• [RECORDS PROVIDED]
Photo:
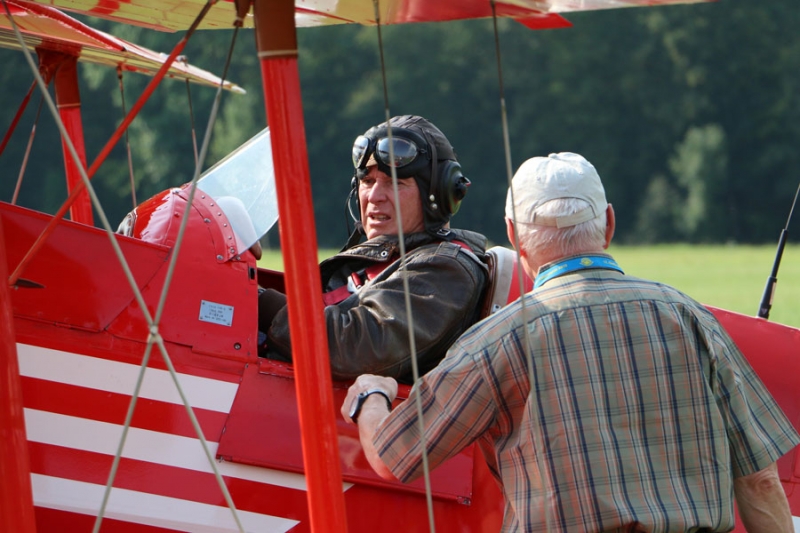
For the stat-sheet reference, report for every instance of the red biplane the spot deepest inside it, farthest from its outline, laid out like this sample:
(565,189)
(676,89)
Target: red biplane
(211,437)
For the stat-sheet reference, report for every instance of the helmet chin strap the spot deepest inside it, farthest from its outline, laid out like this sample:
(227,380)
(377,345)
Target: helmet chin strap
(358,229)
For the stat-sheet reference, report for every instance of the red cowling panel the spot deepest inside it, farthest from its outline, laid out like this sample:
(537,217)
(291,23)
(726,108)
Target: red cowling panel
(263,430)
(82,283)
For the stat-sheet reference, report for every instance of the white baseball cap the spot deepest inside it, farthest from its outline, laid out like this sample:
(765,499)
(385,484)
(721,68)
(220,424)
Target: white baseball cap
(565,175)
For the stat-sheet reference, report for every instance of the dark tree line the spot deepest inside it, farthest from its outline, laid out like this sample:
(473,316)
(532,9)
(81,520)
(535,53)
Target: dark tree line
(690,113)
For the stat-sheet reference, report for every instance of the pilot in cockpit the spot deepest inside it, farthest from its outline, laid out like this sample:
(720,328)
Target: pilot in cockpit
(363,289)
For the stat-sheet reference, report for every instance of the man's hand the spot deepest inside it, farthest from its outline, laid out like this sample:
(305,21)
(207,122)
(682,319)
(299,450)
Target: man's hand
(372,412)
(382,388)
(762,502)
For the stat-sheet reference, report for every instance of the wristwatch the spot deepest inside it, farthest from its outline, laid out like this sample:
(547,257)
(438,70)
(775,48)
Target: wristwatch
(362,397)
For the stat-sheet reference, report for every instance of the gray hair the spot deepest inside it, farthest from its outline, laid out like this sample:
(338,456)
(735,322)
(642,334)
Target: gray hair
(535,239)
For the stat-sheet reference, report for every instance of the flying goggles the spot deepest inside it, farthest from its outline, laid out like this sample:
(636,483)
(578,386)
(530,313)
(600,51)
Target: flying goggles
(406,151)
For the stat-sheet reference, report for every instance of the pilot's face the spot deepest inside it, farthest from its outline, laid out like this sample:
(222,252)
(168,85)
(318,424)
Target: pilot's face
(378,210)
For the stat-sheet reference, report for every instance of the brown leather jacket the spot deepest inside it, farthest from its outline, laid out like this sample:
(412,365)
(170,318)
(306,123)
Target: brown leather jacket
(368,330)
--
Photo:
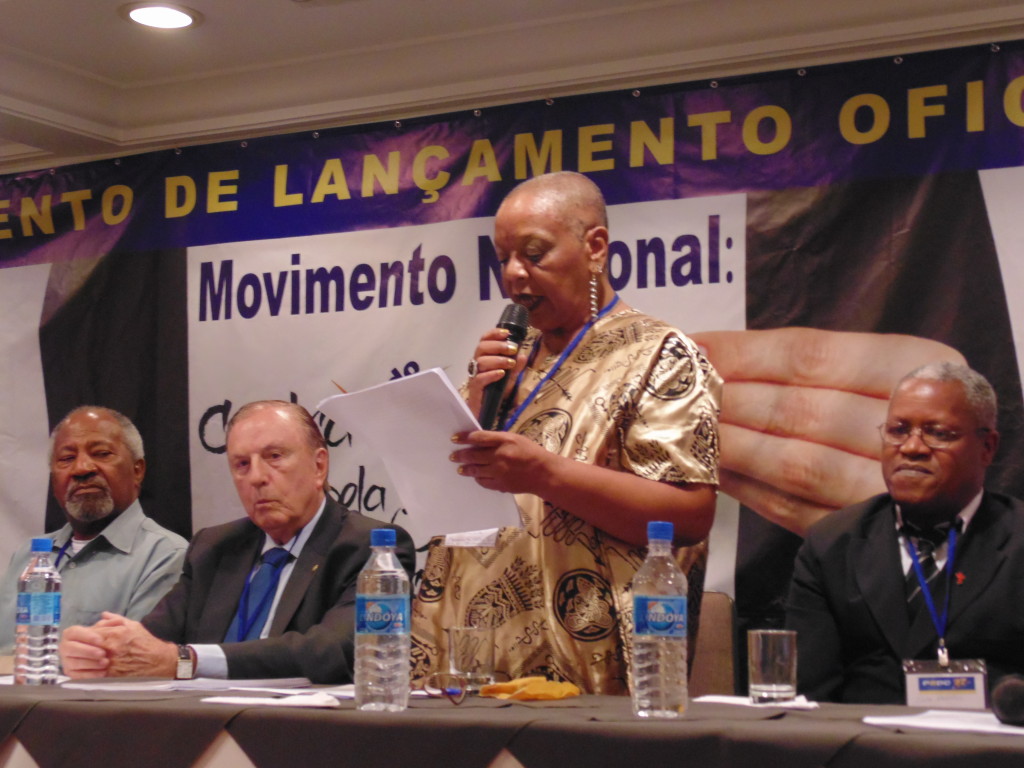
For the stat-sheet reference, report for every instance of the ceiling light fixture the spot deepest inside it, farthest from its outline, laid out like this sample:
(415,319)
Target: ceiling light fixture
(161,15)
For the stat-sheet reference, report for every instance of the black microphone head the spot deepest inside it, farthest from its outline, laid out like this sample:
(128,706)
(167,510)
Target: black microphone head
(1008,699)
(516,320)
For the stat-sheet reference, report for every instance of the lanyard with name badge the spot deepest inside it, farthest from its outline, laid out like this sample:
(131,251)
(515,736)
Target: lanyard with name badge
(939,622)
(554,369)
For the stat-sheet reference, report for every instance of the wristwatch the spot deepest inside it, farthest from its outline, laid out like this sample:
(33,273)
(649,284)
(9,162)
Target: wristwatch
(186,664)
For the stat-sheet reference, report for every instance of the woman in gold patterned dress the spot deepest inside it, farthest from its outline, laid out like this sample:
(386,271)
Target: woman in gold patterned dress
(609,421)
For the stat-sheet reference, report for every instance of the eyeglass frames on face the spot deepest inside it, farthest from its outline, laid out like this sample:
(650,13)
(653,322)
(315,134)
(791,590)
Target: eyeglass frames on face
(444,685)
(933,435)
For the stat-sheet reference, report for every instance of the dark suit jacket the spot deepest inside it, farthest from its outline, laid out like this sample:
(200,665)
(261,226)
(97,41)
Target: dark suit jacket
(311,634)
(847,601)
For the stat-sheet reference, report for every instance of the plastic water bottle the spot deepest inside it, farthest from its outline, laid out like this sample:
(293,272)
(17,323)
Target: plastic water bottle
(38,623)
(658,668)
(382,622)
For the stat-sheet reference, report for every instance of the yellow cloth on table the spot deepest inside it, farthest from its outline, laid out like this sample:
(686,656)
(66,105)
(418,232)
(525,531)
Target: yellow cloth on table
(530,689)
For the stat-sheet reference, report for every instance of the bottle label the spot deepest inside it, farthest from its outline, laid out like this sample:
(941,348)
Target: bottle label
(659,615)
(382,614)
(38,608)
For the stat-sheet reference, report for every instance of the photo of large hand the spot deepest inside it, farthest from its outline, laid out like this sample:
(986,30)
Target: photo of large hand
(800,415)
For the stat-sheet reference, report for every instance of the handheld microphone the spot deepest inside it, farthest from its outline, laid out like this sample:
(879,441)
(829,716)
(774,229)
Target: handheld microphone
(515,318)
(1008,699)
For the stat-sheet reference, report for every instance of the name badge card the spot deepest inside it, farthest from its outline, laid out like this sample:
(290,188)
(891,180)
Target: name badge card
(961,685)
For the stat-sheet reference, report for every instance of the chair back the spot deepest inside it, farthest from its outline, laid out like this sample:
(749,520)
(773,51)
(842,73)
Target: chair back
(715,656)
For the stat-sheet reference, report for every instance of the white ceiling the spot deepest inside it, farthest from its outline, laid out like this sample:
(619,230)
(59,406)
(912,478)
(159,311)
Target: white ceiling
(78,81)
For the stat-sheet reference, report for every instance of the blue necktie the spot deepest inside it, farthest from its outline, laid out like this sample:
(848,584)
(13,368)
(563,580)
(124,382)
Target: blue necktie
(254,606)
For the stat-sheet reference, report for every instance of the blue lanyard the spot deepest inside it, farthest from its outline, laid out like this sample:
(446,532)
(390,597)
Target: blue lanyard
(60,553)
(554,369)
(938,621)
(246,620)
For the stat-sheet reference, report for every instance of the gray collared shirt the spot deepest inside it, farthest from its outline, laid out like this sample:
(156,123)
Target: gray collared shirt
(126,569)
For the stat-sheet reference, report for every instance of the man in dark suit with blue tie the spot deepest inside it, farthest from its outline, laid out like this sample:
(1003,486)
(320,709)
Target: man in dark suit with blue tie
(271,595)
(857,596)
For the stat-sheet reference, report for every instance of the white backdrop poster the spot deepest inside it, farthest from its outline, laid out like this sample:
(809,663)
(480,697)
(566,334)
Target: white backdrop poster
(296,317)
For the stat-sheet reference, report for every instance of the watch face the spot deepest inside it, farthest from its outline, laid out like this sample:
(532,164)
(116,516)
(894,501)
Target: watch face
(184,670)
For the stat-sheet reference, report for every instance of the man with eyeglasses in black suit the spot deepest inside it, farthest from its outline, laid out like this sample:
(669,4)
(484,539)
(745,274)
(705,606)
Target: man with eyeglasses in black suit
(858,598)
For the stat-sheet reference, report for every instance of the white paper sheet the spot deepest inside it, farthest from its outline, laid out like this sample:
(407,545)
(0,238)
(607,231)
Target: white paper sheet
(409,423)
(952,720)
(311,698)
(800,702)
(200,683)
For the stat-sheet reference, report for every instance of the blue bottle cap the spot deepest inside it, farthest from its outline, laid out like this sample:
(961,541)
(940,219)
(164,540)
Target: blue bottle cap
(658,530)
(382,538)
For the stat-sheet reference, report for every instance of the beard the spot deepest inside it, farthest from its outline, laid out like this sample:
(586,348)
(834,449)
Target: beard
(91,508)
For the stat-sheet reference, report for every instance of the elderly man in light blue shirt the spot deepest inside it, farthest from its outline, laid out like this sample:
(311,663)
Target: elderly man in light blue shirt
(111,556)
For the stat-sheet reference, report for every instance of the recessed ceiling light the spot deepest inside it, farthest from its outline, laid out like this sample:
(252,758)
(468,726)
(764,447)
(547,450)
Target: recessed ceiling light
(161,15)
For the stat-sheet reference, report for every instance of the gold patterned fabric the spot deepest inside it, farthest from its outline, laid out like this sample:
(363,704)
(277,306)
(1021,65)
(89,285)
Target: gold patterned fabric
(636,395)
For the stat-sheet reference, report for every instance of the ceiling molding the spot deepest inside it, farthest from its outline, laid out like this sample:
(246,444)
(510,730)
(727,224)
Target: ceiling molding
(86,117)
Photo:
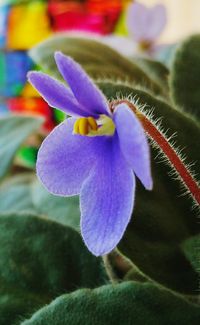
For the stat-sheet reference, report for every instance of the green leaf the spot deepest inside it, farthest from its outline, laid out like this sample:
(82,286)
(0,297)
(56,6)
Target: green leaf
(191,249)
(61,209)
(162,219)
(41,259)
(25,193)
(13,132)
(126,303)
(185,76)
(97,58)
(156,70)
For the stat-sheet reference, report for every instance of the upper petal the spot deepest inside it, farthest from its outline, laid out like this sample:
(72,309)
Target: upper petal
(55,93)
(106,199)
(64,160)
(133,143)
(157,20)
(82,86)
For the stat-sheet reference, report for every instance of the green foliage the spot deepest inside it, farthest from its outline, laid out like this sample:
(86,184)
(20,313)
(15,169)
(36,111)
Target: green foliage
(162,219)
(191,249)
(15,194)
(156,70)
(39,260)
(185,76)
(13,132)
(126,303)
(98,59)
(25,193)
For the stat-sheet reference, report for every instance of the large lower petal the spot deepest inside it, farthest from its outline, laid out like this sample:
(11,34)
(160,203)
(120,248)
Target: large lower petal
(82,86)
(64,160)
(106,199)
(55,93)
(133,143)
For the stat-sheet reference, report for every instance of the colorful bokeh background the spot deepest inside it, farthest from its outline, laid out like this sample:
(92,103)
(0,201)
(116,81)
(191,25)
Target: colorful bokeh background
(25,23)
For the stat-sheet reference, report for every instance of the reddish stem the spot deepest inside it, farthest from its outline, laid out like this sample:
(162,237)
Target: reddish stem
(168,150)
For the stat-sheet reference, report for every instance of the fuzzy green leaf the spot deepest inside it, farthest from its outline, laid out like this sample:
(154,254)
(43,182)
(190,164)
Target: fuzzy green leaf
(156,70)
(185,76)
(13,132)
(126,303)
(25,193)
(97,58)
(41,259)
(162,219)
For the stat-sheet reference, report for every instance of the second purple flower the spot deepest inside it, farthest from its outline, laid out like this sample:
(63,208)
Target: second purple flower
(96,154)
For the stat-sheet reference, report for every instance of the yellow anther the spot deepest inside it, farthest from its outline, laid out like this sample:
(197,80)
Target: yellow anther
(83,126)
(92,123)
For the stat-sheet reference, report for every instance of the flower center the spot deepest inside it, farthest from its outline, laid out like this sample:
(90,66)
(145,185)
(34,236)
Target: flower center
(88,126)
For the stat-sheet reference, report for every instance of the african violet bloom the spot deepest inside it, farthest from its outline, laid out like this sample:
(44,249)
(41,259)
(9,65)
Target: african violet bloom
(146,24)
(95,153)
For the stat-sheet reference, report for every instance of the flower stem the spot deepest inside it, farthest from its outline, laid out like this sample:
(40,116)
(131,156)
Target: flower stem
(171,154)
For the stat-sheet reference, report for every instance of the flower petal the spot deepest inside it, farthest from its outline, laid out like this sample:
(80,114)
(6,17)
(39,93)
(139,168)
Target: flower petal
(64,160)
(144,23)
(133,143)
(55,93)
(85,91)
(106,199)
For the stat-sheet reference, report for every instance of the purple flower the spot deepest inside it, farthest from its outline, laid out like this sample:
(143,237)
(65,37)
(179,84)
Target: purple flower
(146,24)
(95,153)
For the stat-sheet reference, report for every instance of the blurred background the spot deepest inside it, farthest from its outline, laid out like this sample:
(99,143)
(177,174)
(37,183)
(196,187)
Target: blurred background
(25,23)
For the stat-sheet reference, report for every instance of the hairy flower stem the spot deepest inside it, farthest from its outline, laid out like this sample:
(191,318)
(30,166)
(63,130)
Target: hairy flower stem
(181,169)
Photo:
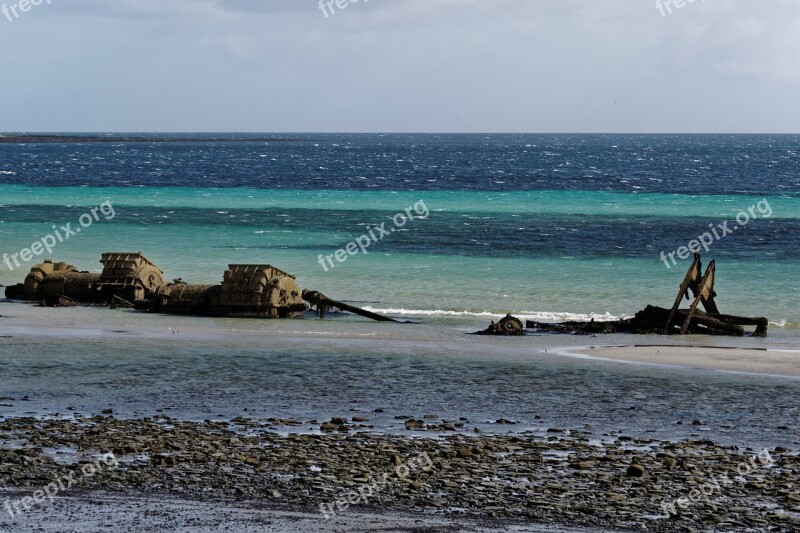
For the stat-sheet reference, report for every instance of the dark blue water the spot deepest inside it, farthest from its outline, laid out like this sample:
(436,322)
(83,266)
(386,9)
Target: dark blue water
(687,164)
==
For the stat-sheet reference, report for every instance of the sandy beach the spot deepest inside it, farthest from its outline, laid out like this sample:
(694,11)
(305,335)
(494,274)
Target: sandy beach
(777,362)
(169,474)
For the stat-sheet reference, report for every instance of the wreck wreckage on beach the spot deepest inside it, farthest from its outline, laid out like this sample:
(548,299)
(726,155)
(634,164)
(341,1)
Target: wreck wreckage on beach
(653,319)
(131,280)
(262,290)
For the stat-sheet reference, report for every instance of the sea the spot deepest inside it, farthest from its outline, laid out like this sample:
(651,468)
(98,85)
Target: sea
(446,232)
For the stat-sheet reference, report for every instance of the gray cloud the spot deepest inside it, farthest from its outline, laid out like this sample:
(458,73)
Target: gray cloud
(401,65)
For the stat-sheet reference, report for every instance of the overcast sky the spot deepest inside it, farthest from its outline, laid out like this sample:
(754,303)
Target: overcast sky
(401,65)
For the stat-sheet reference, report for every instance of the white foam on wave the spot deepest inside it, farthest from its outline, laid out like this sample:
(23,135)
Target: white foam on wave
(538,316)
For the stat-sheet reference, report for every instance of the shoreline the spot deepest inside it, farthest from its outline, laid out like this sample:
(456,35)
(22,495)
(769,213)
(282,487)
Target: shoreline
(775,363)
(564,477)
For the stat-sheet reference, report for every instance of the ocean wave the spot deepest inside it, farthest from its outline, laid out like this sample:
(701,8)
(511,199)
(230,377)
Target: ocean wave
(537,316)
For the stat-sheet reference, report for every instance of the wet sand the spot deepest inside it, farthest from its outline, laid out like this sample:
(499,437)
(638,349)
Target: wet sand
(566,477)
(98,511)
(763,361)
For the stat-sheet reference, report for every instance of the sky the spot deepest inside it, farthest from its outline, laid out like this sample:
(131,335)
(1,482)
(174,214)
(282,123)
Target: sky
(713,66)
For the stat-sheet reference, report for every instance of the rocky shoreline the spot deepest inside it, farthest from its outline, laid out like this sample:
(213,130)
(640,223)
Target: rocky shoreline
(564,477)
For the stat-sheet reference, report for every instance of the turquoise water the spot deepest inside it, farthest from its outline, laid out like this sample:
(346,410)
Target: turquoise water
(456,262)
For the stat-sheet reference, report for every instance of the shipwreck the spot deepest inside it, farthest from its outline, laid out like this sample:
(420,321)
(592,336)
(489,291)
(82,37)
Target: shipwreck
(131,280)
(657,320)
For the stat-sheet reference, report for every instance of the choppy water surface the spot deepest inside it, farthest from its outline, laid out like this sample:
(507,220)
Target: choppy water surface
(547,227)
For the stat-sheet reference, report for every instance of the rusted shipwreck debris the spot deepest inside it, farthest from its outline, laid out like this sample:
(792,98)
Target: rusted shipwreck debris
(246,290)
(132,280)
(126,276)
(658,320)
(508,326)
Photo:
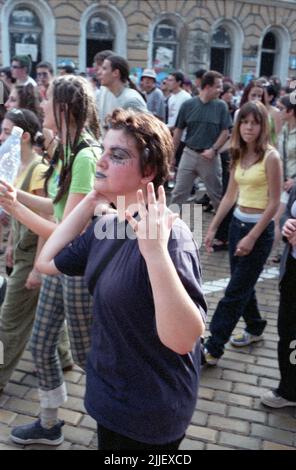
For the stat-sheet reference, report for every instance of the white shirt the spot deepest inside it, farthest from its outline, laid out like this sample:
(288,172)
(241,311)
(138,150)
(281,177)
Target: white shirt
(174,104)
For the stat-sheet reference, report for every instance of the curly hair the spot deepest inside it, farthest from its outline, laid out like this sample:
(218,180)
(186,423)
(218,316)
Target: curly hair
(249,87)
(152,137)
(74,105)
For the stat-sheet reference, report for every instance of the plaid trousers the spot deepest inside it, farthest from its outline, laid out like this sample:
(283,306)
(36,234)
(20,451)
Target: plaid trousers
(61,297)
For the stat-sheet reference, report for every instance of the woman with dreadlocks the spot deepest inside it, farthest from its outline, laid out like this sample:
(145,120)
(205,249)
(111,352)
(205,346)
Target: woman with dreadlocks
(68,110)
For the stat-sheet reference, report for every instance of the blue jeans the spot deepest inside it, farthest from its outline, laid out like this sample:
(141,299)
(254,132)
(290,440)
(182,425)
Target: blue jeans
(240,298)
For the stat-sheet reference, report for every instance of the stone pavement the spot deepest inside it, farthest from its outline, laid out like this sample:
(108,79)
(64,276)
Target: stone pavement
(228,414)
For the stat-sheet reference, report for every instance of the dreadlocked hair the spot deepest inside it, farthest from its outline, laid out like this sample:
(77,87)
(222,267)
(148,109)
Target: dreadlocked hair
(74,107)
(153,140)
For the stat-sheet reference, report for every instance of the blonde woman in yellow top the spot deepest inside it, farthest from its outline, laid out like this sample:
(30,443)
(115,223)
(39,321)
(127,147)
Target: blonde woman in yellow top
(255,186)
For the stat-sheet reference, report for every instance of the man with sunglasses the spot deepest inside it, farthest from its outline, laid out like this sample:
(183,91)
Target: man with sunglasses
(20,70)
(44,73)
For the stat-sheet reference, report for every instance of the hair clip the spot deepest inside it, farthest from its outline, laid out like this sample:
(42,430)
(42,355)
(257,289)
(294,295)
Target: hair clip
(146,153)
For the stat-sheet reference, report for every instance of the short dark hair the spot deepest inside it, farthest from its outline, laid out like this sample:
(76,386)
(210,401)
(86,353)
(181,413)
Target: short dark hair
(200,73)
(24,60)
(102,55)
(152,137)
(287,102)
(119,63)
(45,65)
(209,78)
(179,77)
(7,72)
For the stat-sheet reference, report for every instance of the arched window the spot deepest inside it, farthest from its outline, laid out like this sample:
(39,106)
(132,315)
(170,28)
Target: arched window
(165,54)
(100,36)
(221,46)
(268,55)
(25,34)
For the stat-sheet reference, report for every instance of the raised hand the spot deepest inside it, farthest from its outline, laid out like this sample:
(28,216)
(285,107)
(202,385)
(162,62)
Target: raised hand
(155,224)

• [ACTION ITEM]
From the material above, set down exactly the lines between the line holding "Target: yellow anther" and the line holding "of the hairy", inclusive. Include nothing else.

• [SOLUTION TO THE EXERCISE]
Target: yellow anther
(83,126)
(92,123)
For the stat-sheet reference, report for every instance of the flower center the spot deepest inside it, farthest from its outline, laid out like this sample:
(90,66)
(145,185)
(34,236)
Target: flower center
(88,126)
For the stat-sheet reference, report for every instance of the african violet bloom the spot deepest inside it, farthest from its outline, laid out like this sample:
(44,249)
(41,259)
(9,65)
Target: african violet bloom
(146,24)
(95,153)
For the stat-sheet reference, report for every instance of the flower stem the spot deepest inside it, farthest from its outline, laid out like this sample:
(40,116)
(131,156)
Target: flower stem
(171,154)
For the stat-sheet reference, report for every instance of the flower petal the spot deepest inside it, farthest from its outline, laid out like this sample:
(80,114)
(6,17)
(39,93)
(139,168)
Target: flower petal
(64,160)
(144,23)
(133,143)
(55,93)
(85,91)
(106,199)
For the stat-sheet reference, report for every instance of the purple flower the spot deepest inside it, farthest from its outline, laid out like this sample:
(143,237)
(65,37)
(179,84)
Target: purple flower
(146,24)
(95,153)
For the stat-sheet reference, report for every instance of the blurred background the spot deepest inside it, farthest from its outline, laid out like this sample:
(99,143)
(177,174)
(37,183)
(196,187)
Target: blurred background
(25,23)
For the stat-sheet reference, report for every instance of the hairy flower stem the spot deepest inside it, farthest from its outline, laid out like this sample:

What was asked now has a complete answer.